Por eso cuando se observan las fachadas de estos edificios, que oscurecen las calles estrechas del centro de la ciudad, se ve siempre un panorama distinto, que depende tanto de la luz de ese momento, como del ángulo desde dónde se miran.
Los ambientes interiores que se alcanzan a vislumbrar detrás de los vidrios, adquieren a ratos esa atmósfera de los lugares que se ven en los sueños. Sitios de dimensiones indefinidas donde los espacios parecen transformarse constantemente en otros.
Un juego de reflejos con el que la ciudad parece expresar la necesidad de trastocar su geografía fija e inamovible e incitar a los seres humanos que la habitan a jugar con la verdad y la ilusión.
Tal vez la única manera de mantener la cordura, sea desatar las fantasías y creer durante algunos instantes en esa imaginería que la ciudad propone en complicidad con la luz única y sorprendente con que la naturaleza dotó este valle.

La irrealidad de las perspectivas (Medellín, Colombia)

^^^^

## Tareas
1. Enumera todos los verbos en infinitivo de los dos párrafos de la selección que empiezan con «Un juego de reflejos» y «Tal vez la única manera».
2. Resume la selección en dos oraciones.
3. Transcribe de la selección el fragmento comprendido entre «Por eso cuando» y «y la ilusión.», ambos incluidos.
Los ítems no hacen falta para resolver nada.

^^^^

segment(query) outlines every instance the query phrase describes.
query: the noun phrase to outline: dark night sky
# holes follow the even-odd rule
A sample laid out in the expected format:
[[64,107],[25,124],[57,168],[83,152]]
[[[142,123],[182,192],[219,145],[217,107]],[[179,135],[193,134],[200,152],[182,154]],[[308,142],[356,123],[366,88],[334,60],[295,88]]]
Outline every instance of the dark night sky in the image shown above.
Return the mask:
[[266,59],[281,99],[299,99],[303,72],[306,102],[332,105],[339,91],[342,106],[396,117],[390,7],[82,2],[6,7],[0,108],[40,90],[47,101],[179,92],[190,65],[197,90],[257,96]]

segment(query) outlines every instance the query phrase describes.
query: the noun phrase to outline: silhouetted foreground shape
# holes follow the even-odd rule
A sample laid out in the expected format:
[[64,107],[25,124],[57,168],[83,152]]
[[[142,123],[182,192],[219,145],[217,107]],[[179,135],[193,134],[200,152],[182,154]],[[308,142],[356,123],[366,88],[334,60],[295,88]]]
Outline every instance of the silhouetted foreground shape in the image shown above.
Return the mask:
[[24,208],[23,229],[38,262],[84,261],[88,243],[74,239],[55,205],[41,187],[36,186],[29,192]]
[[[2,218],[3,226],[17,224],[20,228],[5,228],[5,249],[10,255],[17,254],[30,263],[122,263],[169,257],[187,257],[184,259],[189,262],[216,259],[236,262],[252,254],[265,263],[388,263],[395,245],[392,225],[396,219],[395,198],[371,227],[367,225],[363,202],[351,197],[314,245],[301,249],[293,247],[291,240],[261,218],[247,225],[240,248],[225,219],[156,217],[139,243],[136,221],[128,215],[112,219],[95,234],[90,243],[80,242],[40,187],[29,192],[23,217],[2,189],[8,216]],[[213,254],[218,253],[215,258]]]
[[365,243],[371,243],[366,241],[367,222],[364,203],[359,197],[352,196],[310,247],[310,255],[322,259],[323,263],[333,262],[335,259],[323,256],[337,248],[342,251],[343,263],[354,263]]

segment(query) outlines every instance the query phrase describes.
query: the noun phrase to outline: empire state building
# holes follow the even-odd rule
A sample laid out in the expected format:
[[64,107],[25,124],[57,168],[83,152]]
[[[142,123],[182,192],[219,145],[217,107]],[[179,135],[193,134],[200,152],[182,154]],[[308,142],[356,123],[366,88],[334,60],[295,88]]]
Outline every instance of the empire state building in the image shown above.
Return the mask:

^^^^

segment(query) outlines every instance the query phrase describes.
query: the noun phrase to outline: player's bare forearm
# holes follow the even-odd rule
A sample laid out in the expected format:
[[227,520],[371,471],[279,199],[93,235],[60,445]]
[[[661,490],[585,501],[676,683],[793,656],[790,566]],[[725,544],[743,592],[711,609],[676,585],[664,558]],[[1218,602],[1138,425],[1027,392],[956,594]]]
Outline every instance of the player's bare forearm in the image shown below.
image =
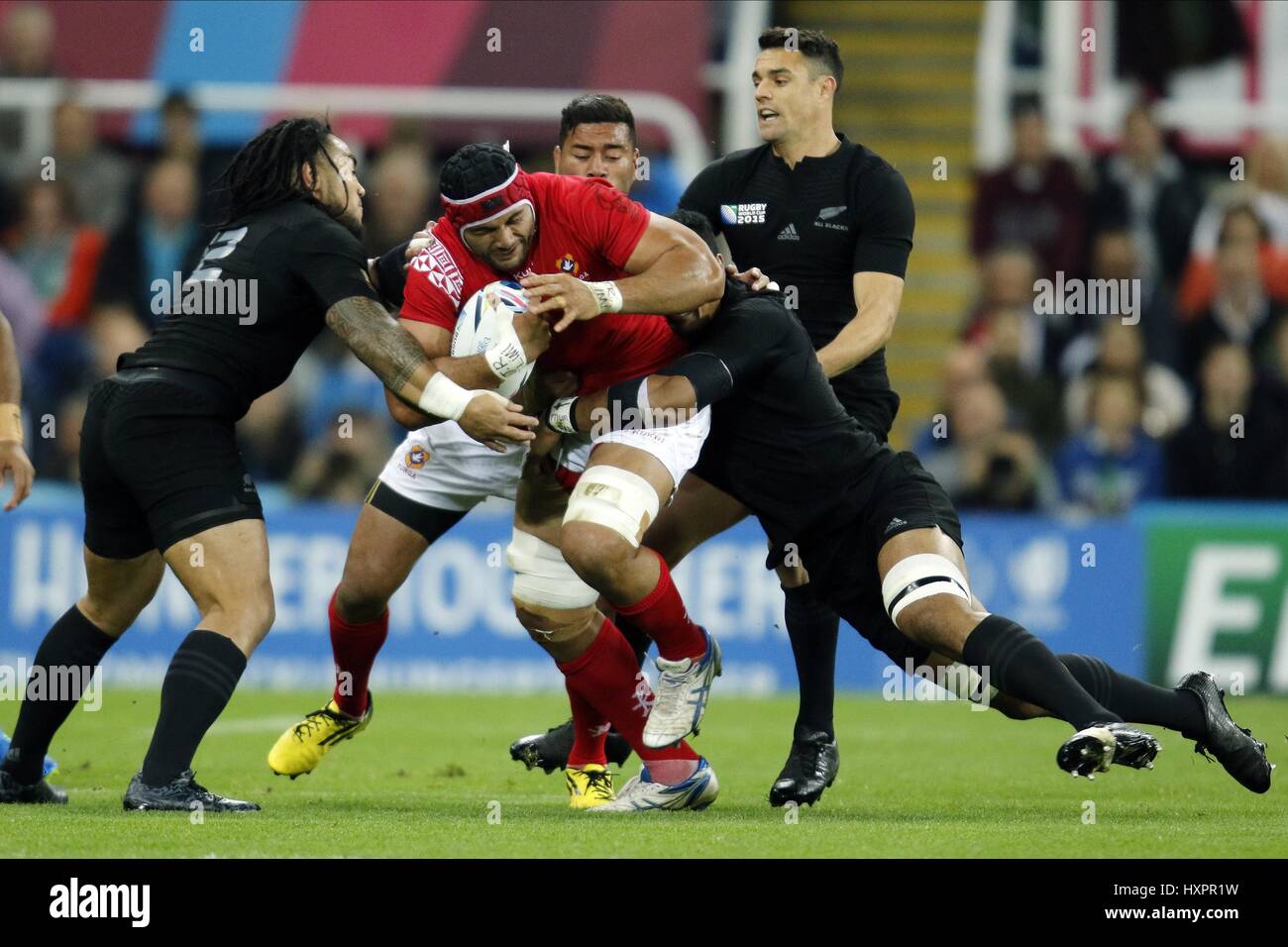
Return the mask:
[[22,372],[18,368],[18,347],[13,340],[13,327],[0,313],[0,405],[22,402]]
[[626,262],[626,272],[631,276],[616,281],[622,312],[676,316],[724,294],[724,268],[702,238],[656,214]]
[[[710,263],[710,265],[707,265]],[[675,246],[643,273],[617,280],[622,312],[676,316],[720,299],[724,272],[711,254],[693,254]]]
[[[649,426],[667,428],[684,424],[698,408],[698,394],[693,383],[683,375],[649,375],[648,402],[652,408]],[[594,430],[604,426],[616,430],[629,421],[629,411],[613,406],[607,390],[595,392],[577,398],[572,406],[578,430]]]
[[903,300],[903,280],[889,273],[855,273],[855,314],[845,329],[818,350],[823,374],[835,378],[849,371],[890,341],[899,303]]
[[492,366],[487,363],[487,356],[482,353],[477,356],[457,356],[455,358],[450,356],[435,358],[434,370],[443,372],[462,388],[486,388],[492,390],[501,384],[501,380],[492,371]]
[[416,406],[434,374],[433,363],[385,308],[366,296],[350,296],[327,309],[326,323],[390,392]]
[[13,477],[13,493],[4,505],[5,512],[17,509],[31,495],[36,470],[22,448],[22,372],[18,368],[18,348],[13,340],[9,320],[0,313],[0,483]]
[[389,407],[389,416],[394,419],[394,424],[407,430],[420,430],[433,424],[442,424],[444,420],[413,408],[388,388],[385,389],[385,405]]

^^^^

## Respuestas por tarea
1. expresar, trastocar, incitar, jugar, mantener, desatar, creer

2. Las fachadas de los edificios del centro ofrecen un panorama distinto según la luz y el ángulo desde donde se miran, y los interiores que se vislumbran tras los vidrios parecen lugares de sueño que se transforman constantemente. Con ese juego de reflejos, la ciudad parece incitar a sus habitantes a jugar con la verdad y la ilusión, y tal vez la única manera de mantener la cordura sea desatar las fantasías y creer por instantes en esa imaginería.

3.
Por eso cuando se observan las fachadas de estos edificios, que oscurecen las calles estrechas del centro de la ciudad, se ve siempre un panorama distinto, que depende tanto de la luz de ese momento, como del ángulo desde dónde se miran.
Los ambientes interiores que se alcanzan a vislumbrar detrás de los vidrios, adquieren a ratos esa atmósfera de los lugares que se ven en los sueños. Sitios de dimensiones indefinidas donde los espacios parecen transformarse constantemente en otros.
Un juego de reflejos con el que la ciudad parece expresar la necesidad de trastocar su geografía fija e inamovible e incitar a los seres humanos que la habitan a jugar con la verdad y la ilusión.